Given exercise 1> Pick out every line of the records that contains the string "Segments".

Supplied passage>
(begin)
EU member states let Spain and Portugal off the hook on Tuesday, deciding against fines for their repeated breach of budget deficit rules meant to bolster growth and the public finances.

Spain is officially off the hook over budget deficit breach
Photo: AFP

EU Commissioner for Economic and Financial Affairs Pierre Moscovici said the decision reflected “an intelligent application” of the Stability and Growth Pact which sets the fiscal rules member states are supposed to follow.

The move confirms an earlier ruling by the EU Commission.

“By giving more time to Spain and Portugal to bring their public deficits below (the ceiling of) three percent (of GDP), the Council sets new credible fiscal trajectories, which will contribute to strengthening both their economies and the euro area,” Moscovici said in a statement.

“Stability and growth require a strong determination to put public finances in order. I trust that Spain and Portugal will respond accordingly,” he added.

The European Commission agreed late last month not to impose fines of up to 0.2 percent of Gross Domestic Product for fear of stoking even more anti-European Union sentiment in the wake of Britain's shock vote to quit the bloc.

The final decision rested with the 28 member states in the European Council where many such as France and Italy argued Brussels should cut them more slack as they try to get their economies back on track amid public anger at continued austerity.

Germany in contrast championed the SGP rules as the only way forward, saying that sound public finances are the only foundation for growth.   

After six years in recession, Spain reported a 2015 budget deficit of 5.1 percent of GDP, way off the 4.2 percent target set by the Commission.    

For this year, the Council said Madrid must find savings equivalent to 0.5 percent of GDP to bring the deficit down to 4.6 percent, and then 3.1 percent in 2017 and 2.2. percent in 2018.

“All windfall gains must be used to accelerate deficit and debt reduction, and Spain must be ready to adopt further measures should budgetary risks materialise,” the Council said in a statement.

“Fiscal consolidation measures must secure a lasting improvement of the government's budgetary balance in a manner conducive to economic growth,” it said.

Portugal must find savings worth 0.25 percent of GDP to bring its budget deficit to 2.5 percent this year, compared with 4.4 percent in 2015.   

The Commission last month warned both countries that should they fail to meet the new targets it would consider suspending their EU structural funds but this would be only at a later date and after discussion with the European Parliament.
(end)
[Collected data entries]
(begin)
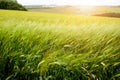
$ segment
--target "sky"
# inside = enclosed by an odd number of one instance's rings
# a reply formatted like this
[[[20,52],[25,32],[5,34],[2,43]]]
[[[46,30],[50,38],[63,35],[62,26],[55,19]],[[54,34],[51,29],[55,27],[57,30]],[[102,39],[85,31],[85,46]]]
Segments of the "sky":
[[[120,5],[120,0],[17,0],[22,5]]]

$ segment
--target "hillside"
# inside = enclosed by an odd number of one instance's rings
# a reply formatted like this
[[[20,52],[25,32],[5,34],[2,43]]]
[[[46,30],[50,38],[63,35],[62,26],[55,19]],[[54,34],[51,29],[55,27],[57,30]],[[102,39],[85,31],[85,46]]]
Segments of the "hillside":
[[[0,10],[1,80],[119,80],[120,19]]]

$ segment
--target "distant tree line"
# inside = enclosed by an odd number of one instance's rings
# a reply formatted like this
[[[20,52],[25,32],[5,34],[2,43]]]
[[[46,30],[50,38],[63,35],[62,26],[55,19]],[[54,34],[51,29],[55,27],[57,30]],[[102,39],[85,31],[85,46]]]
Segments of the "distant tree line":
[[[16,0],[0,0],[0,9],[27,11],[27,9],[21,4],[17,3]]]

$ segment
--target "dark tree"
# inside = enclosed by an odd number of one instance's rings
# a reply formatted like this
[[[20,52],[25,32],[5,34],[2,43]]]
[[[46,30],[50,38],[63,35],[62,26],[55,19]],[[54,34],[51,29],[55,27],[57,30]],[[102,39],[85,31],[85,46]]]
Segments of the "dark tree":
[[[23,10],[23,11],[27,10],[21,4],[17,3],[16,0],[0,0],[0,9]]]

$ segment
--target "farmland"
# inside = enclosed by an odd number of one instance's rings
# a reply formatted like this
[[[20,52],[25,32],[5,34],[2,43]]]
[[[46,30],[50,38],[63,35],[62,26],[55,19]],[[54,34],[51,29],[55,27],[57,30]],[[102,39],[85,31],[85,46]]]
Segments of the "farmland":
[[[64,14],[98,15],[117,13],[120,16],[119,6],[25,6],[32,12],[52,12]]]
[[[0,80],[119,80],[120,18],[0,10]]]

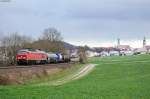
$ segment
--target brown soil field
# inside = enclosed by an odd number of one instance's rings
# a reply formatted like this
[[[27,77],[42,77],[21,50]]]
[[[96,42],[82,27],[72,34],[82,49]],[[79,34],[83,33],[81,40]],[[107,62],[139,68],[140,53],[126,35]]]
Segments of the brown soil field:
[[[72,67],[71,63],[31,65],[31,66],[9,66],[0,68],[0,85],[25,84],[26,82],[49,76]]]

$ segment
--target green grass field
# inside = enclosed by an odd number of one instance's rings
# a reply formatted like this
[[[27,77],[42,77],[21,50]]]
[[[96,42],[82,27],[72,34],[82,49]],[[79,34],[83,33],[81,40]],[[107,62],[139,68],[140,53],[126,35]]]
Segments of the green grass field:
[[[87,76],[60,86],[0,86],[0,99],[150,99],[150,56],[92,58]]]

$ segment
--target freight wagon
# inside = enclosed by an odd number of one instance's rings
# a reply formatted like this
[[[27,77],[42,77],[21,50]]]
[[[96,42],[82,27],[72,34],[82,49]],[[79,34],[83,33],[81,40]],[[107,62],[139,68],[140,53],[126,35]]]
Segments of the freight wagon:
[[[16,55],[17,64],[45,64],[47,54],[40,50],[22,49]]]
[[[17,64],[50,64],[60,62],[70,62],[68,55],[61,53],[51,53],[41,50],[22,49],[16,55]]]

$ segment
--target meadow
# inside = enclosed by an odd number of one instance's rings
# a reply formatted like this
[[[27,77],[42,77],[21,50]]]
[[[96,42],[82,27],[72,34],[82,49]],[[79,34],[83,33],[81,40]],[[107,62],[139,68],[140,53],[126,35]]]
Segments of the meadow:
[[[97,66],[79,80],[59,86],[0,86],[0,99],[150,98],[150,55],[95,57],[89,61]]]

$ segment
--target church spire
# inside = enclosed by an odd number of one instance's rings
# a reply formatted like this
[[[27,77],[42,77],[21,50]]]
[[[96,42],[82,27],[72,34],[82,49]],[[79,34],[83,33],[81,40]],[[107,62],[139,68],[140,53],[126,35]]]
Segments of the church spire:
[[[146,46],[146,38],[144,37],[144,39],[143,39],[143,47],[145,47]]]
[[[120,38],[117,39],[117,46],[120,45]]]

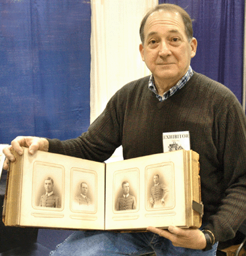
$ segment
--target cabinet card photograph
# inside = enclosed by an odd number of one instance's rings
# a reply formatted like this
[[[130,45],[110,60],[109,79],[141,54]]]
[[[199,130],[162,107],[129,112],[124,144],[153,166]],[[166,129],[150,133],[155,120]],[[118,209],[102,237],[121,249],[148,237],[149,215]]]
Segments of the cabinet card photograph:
(end)
Given exercise 2> Name every country mentioned in the article on the EU budget deficit decision.

Worked solution 1>
Segments of the "sky":
Segments of the "hillside":
Segments of the "distant tree line":
Segments of the "dark tree":
Segments of the "farmland":
Segments of the brown soil field:
Segments of the green grass field:
Segments of the freight wagon:
Segments of the meadow:
Segments of the church spire:
Segments of the cabinet card photograph:

Worked solution 2> Spain, Portugal, Britain, France, Italy, Germany